Continue the news item about National Infant Immunization Week from the point where it stops.
[Opening Excerpt section]
Community

Apr 25, 2014 2:13 PM

Health District to Observe National Infant Immunization Week

Information from the Corpus Christi-Nueces County Public Health Department

CORPUS CHRISTI - National Infant Immunization Week (NIIW) is an annual observance to be held April 26-May 3, 2014. The purpose of the observance is to promote the benefits of immunizations and to improve the health of children two years old or younger.

The Health District's Immunization Clinic will hold a Mini Health Fair in the Health District lobby at 1702 Horne Road from 1:30 p.m. to 4:30 p.m. on Monday, April 28, 2014. Door prizes will be given away.

Dr. William Burgin, Corpus Christi-Nueces County Public Health District's Local Health Authority states, "Local and state health departments, national immunization partners, health care professionals, community leaders from across the United States, and the Centers for Disease Control and Prevention (CDC) have worked together through NIIW to highlight the positive impact of vaccination on the lives of infants and children, and to call attention to immunization achievements."
[Closing Excerpt section]
[Opening Information shown section]
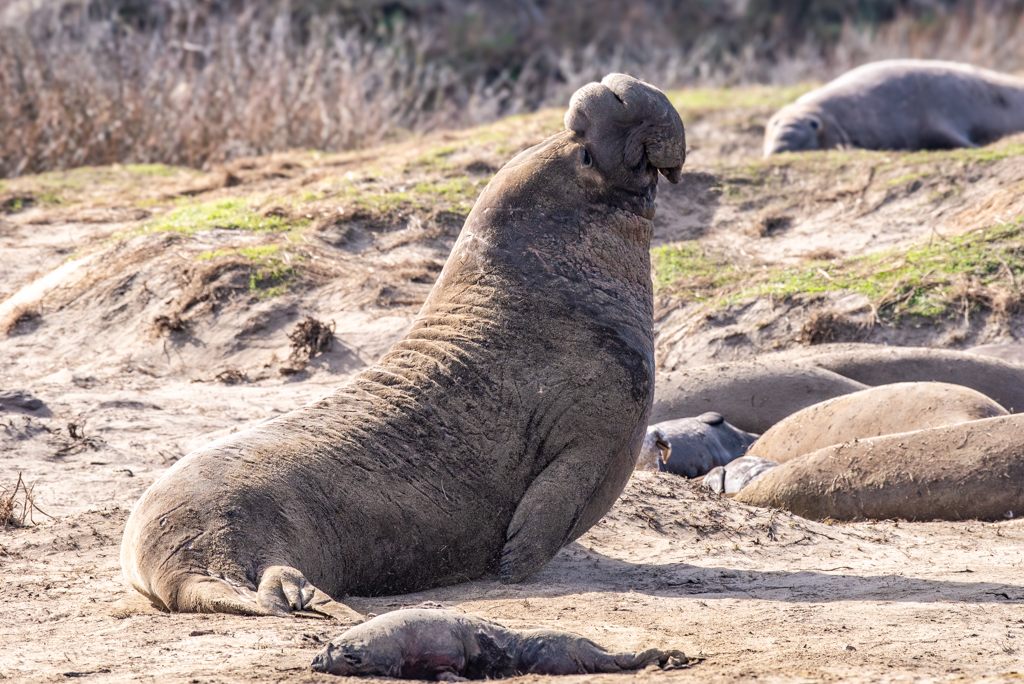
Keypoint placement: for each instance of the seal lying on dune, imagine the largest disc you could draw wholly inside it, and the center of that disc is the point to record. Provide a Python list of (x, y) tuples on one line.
[(502, 427), (971, 470), (901, 104), (901, 407), (754, 394), (418, 643), (873, 366), (691, 446), (1012, 352)]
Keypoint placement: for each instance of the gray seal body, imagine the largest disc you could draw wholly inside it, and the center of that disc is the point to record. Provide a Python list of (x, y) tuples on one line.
[(733, 476), (901, 104), (438, 644)]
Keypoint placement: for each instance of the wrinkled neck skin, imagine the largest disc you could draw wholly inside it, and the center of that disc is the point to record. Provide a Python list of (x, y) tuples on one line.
[(540, 237)]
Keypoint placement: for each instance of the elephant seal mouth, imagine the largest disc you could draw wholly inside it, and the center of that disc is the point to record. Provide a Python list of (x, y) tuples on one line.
[(648, 199)]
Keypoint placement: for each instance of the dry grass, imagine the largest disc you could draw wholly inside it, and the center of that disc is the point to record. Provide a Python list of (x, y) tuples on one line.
[(198, 87), (309, 338), (17, 505)]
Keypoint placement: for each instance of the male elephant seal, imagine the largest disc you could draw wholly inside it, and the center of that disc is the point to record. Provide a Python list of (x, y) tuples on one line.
[(445, 645), (733, 476), (901, 104), (691, 446), (503, 426), (971, 470), (898, 408)]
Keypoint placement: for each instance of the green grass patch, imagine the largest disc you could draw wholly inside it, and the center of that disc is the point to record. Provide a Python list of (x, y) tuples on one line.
[(229, 214), (931, 280), (713, 99), (272, 268)]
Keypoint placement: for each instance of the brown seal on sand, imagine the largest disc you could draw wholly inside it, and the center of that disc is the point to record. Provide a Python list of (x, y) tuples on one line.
[(902, 407), (501, 428), (971, 470), (445, 645), (901, 104)]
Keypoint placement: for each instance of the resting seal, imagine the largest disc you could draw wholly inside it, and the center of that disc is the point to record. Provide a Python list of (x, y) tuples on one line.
[(502, 427), (877, 365), (754, 394), (901, 104), (691, 446), (971, 470), (902, 407), (418, 643)]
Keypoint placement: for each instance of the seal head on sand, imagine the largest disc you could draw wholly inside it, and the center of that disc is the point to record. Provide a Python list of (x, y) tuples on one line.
[(501, 428), (691, 446), (901, 104)]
[Closing Information shown section]
**Output of the exercise:**
Immunizations can save your child's life. Because of advances in medical science, your child can be protected against more diseases than ever before. Some diseases that once injured or killed thousands of children, have been eliminated completely and others are close to extinction-primarily due to safe and effective vaccines. An example of the great impact that vaccines can have is the elimination of polio in the United States. Polio was once America's most-feared disease, causing death and paralysis across the country, but today thanks to vaccination, there are no reports of polio in the United States.

Milestones reached:

  • Through immunization, we can now protect infants and children from 14 vaccine-preventable diseases before age two.
  • In the 1950s, nearly every child developed measles, and unfortunately, some even died from this serious disease. Today, few physicians just out of medical school will ever see a case of measles during their careers.
  • Routine childhood immunization in one birth cohort prevents about 20 million cases of disease and about 42,000 deaths. It also saves about $13.5 billion in direct costs.
  • The National Immunization Survey has consistently shown that childhood immunization rates for vaccines routinely recommended for children remain at or near record levels.